▶ **Goal of the exercise**: Continue the excerpt on the asynchronous IMemoryCache locking extensions, picking up right after its last line of code.

Essentially it's an asynchronous version of the double-checked locking pattern, but uses two layers of this. The first layer (GetOrCreateKeyedLock) uses a shared AsyncLock to control access locks which are specific to each key, the second layer (GetOrCreateSafe) uses that specific AsyncLock to control access to the generator function. The two layers reduce congestion when many threads are trying to access either the same resource or different resources. The vast majority of the work only occurs when the cache does not have the result of the item you're looking for.

There's also an extra method (GetOrCreateSafeBatch) which is useful when you have multiple items which you need, but want to reduce the number of calls to whatever service generates them. This is useful where you are populating the cache from a remote service or database and it's advantageous to batch these requests.

public static class IMemoryCacheExtensions
{
    private static readonly TimeSpan DefaultMaximumKeyedLockDuration = TimeSpan.FromMinutes(15);
    private static readonly TimeSpan DefaultBatchWait = TimeSpan.FromSeconds(1);

    private static readonly AsyncLock KeyedAsyncLock = new AsyncLock();
    private static readonly MemoryCacheEntryOptions KeyedAsyncLockCacheEntryOptions = new MemoryCacheEntryOptions
    {
        SlidingExpiration = TimeSpan.FromDays(1)
    };

    public static async Task<TItem> GetOrCreateSafe<TItem>(this IMemoryCache memoryCache, string key, Func<ICacheEntry, Task<TItem>> factory, TimeSpan? maximumKeyedLockDuration = null, CancellationToken cancellationToken = default)
    {
        maximumKeyedLockDuration = maximumKeyedLockDuration ?? DefaultMaximumKeyedLockDuration;
        if (memoryCache.TryGetValue(key, out TItem item))
        {
            return item;
        }

        using (CancellationTokenSource cancellationTokenSource = CancellationTokenSource.CreateLinkedTokenSource(cancellationToken))
        {
            cancellationTokenSource.CancelAfter(maximumKeyedLockDuration.Value);

            AsyncLock asyncLock = await memoryCache
                .GetOrCreateKeyedLock(key, cancellationTokenSource.Token)
                .ConfigureAwait(false);
            using (
                await asyncLock
                    .LockAsync(cancellationTokenSource.Token)

▶ **Data extract**:
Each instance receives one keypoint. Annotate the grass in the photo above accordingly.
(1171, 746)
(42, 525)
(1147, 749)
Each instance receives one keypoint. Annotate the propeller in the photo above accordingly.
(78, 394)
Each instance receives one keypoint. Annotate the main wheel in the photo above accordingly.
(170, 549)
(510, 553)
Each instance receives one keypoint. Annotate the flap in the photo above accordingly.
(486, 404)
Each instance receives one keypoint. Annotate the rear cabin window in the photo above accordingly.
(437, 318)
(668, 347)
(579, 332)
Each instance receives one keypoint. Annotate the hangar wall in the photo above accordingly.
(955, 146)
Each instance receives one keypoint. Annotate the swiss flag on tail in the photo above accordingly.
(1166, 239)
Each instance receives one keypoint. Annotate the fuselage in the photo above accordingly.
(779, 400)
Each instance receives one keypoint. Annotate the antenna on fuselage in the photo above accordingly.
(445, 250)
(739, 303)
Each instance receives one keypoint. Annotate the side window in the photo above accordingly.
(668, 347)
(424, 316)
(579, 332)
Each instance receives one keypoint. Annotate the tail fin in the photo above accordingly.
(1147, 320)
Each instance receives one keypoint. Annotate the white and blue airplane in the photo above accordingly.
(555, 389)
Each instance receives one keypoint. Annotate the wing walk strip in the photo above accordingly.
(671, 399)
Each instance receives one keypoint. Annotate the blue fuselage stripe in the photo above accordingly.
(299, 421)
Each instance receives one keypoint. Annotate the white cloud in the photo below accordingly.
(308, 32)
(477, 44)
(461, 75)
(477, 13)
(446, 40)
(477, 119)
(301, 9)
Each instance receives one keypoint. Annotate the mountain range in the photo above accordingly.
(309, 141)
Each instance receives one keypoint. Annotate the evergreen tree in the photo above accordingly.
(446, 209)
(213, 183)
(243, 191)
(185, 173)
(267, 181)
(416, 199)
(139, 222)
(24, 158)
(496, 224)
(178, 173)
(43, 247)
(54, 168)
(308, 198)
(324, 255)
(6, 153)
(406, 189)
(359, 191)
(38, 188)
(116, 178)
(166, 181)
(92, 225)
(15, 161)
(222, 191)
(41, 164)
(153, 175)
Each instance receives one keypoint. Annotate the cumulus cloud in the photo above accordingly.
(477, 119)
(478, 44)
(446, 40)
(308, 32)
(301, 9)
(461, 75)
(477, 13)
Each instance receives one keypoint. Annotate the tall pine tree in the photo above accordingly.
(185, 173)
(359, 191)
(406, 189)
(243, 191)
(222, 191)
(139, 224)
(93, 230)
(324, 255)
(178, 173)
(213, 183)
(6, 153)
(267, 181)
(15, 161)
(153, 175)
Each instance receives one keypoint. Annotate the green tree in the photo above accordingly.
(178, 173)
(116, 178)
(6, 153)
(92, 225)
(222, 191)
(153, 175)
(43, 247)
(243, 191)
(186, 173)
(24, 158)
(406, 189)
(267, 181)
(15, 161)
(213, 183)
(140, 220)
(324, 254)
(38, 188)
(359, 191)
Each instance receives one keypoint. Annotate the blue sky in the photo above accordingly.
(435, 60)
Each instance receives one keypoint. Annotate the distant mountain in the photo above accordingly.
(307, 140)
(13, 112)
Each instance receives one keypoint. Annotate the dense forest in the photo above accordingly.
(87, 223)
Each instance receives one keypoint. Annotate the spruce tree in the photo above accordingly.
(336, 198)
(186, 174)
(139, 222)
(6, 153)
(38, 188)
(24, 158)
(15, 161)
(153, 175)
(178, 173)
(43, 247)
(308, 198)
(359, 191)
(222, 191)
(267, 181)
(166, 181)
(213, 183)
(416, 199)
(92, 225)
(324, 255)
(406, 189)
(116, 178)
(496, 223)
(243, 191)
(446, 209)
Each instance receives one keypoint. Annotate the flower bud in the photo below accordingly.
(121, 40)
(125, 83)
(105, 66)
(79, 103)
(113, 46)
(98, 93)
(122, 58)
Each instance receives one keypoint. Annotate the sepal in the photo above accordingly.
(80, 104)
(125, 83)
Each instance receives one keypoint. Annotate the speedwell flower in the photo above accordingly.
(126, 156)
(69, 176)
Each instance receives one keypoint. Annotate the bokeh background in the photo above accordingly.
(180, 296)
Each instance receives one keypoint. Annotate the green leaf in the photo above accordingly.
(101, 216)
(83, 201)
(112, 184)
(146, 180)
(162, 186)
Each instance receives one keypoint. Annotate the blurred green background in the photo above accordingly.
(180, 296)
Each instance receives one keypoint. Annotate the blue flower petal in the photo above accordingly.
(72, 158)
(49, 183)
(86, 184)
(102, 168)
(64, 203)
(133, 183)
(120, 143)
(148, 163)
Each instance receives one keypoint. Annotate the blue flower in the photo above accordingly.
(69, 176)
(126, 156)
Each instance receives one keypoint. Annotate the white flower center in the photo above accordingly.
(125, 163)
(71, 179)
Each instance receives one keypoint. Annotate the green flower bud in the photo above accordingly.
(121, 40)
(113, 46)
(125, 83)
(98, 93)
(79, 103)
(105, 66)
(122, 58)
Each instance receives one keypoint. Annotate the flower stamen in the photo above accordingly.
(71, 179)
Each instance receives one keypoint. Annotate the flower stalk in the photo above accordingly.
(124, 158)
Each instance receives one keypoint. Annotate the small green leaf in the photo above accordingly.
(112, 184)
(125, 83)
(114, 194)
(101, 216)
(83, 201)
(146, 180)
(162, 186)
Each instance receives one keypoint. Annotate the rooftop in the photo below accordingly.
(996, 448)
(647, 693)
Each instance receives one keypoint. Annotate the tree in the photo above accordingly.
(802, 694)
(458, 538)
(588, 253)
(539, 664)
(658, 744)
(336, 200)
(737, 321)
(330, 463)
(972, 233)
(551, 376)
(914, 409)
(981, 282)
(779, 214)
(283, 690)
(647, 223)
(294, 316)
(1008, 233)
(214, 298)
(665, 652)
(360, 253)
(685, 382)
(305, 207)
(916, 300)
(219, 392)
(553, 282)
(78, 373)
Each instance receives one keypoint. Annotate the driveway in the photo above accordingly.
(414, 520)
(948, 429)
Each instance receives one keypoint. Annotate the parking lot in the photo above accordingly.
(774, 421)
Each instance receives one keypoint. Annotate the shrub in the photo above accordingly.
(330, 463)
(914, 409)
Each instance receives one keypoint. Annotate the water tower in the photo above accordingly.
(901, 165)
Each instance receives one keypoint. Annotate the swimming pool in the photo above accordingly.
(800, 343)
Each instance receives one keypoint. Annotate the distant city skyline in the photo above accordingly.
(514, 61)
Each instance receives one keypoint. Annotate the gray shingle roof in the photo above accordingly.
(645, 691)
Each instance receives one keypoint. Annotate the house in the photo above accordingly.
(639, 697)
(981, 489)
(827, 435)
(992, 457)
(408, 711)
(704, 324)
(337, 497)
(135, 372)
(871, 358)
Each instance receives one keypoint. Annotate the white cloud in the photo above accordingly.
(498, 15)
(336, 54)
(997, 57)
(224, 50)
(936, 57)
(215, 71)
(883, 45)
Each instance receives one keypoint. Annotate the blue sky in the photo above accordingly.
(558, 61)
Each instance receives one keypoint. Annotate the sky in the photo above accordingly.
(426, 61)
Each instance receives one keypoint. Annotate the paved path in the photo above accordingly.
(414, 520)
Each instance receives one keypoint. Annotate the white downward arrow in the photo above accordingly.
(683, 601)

▶ **Result of the task**:
                    .ConfigureAwait(false)
            )
            {
                if (memoryCache.TryGetValue(key, out item))
                {
                    return item;
                }

                ICacheEntry cacheEntry = memoryCache.CreateEntry(key);
                item = await factory(cacheEntry).ConfigureAwait(false);
                cacheEntry.SetValue(item);

                // Cannot use using statement as we don't want the cache entry to be added if the factory throws an exception
                cacheEntry.Dispose();

                return item;
            }
        }
    }

    public static async Task<TItem[]> GetOrCreateSafeBatch<TItem>(this IMemoryCache memoryCache, string[] keys, Func<string[], Task<TItem[]>> factory, Func<string, string> keyTransformer = null, Action<ICacheEntry> configureCacheEntry = null, TimeSpan? batchWait = null, int maximumNumberOfBatches = 3, CancellationToken cancellationToken = default)
    {
        batchWait = batchWait ?? DefaultBatchWait;
        ConcurrentDictionary<string, TaskCompletionSource<TItem>> pendingKeys = new ConcurrentDictionary<string, TaskCompletionSource<TItem>>();

        Dictionary<string, Task<TItem>> tasks = keys
            .Distinct()
            .ToDictionary(
                k => k,
                k => memoryCache.GetOrCreateSafe(
                    keyTransformer != null ? keyTransformer(k) : k,
                    e =>
                    {
                        configureCacheEntry?.Invoke(e);
                        TaskCompletionSource<TItem> completionSource = pendingKeys.GetOrAdd(k, new TaskCompletionSource<TItem>());
                        return completionSource.Task;
                    },
                    cancellationToken: cancellationToken
                )
            );

        Func<Task> callFactoryForPendingKeys = new Func<Task>(async () =>
        {
            if (pendingKeys.Any())
            {
                string[] originalKeys = pendingKeys.Keys.ToArray();
                TItem[] results = await factory(originalKeys);
                foreach (KeyValuePair<string, TItem> kvp in originalKeys.Zip(results, (key, result) => new KeyValuePair<string, TItem>(key, result)))
                {
                    if (pendingKeys.TryRemove(kvp.Key, out TaskCompletionSource<TItem> completionSource))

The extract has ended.